** begin **

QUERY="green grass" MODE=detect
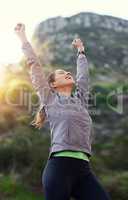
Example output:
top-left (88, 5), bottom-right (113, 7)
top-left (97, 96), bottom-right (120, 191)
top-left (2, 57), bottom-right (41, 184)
top-left (0, 175), bottom-right (44, 200)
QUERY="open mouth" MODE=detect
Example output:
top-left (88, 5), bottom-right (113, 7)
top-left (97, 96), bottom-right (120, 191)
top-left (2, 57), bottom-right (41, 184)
top-left (65, 76), bottom-right (72, 79)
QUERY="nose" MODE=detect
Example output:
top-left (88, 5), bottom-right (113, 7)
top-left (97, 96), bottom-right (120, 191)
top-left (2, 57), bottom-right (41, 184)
top-left (66, 72), bottom-right (71, 75)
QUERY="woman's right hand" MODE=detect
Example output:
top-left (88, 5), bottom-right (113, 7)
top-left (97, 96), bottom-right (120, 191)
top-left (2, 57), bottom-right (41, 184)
top-left (14, 23), bottom-right (27, 43)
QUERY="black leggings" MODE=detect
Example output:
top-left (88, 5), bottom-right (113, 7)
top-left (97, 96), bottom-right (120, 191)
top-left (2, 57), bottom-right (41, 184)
top-left (42, 157), bottom-right (110, 200)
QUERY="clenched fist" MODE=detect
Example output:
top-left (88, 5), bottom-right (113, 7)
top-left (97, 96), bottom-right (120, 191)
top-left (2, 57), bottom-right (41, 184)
top-left (14, 23), bottom-right (27, 42)
top-left (72, 38), bottom-right (84, 51)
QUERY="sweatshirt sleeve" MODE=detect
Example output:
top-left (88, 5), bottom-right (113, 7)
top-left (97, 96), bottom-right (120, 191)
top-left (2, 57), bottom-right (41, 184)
top-left (75, 54), bottom-right (89, 109)
top-left (22, 42), bottom-right (51, 104)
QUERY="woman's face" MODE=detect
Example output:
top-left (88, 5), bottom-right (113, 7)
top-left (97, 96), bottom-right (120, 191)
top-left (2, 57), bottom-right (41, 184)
top-left (53, 69), bottom-right (75, 87)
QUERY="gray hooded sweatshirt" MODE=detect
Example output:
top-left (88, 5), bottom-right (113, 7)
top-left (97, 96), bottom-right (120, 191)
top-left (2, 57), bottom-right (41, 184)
top-left (22, 42), bottom-right (92, 158)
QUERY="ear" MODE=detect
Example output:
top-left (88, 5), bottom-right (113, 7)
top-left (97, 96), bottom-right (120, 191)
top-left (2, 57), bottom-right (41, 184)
top-left (50, 81), bottom-right (56, 88)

** end **

▶ **WRITTEN REQUEST**
Switch every "Example output" in the lines above to "Sample output" and reproduce them with nothing else changed. Leave the pictures out of your answer.

▶ **RIGHT ANSWER**
QUERY="green grass" MODE=detect
Sample output:
top-left (88, 5), bottom-right (113, 7)
top-left (97, 96), bottom-right (120, 191)
top-left (2, 57), bottom-right (41, 184)
top-left (0, 175), bottom-right (44, 200)
QUERY="open mouth" MODE=detect
Sample output:
top-left (88, 5), bottom-right (113, 7)
top-left (97, 96), bottom-right (120, 191)
top-left (2, 57), bottom-right (41, 184)
top-left (65, 76), bottom-right (72, 79)
QUERY="nose" MODE=detect
Sample output:
top-left (88, 5), bottom-right (113, 7)
top-left (97, 96), bottom-right (120, 191)
top-left (2, 57), bottom-right (41, 184)
top-left (66, 72), bottom-right (71, 75)
QUERY="woman's right hand" MODE=detect
Sample output:
top-left (88, 5), bottom-right (113, 7)
top-left (97, 96), bottom-right (120, 191)
top-left (2, 57), bottom-right (41, 184)
top-left (14, 23), bottom-right (27, 43)
QUERY="black leggings" MODE=detect
Sample output:
top-left (88, 5), bottom-right (113, 7)
top-left (97, 96), bottom-right (120, 191)
top-left (2, 57), bottom-right (41, 184)
top-left (42, 157), bottom-right (110, 200)
QUERY="clenched fist" MODE=detect
Sample output:
top-left (88, 5), bottom-right (113, 7)
top-left (97, 96), bottom-right (120, 191)
top-left (2, 57), bottom-right (41, 184)
top-left (14, 23), bottom-right (27, 42)
top-left (72, 38), bottom-right (84, 51)
QUERY="sweatshirt sleeve" MODE=detect
Sample output:
top-left (88, 5), bottom-right (113, 7)
top-left (97, 96), bottom-right (120, 191)
top-left (2, 57), bottom-right (41, 184)
top-left (75, 54), bottom-right (89, 109)
top-left (22, 42), bottom-right (51, 104)
QUERY="woman's face" MODE=detect
Sample output:
top-left (88, 5), bottom-right (113, 7)
top-left (97, 96), bottom-right (120, 191)
top-left (2, 57), bottom-right (41, 184)
top-left (53, 69), bottom-right (75, 87)
QUERY="gray hooded sweatshirt" MODE=detect
Sample output:
top-left (88, 5), bottom-right (113, 7)
top-left (97, 96), bottom-right (120, 191)
top-left (2, 57), bottom-right (41, 184)
top-left (22, 42), bottom-right (92, 158)
QUERY="ear" MODE=detect
Sample output:
top-left (88, 5), bottom-right (113, 7)
top-left (97, 96), bottom-right (120, 191)
top-left (2, 57), bottom-right (41, 184)
top-left (50, 81), bottom-right (56, 88)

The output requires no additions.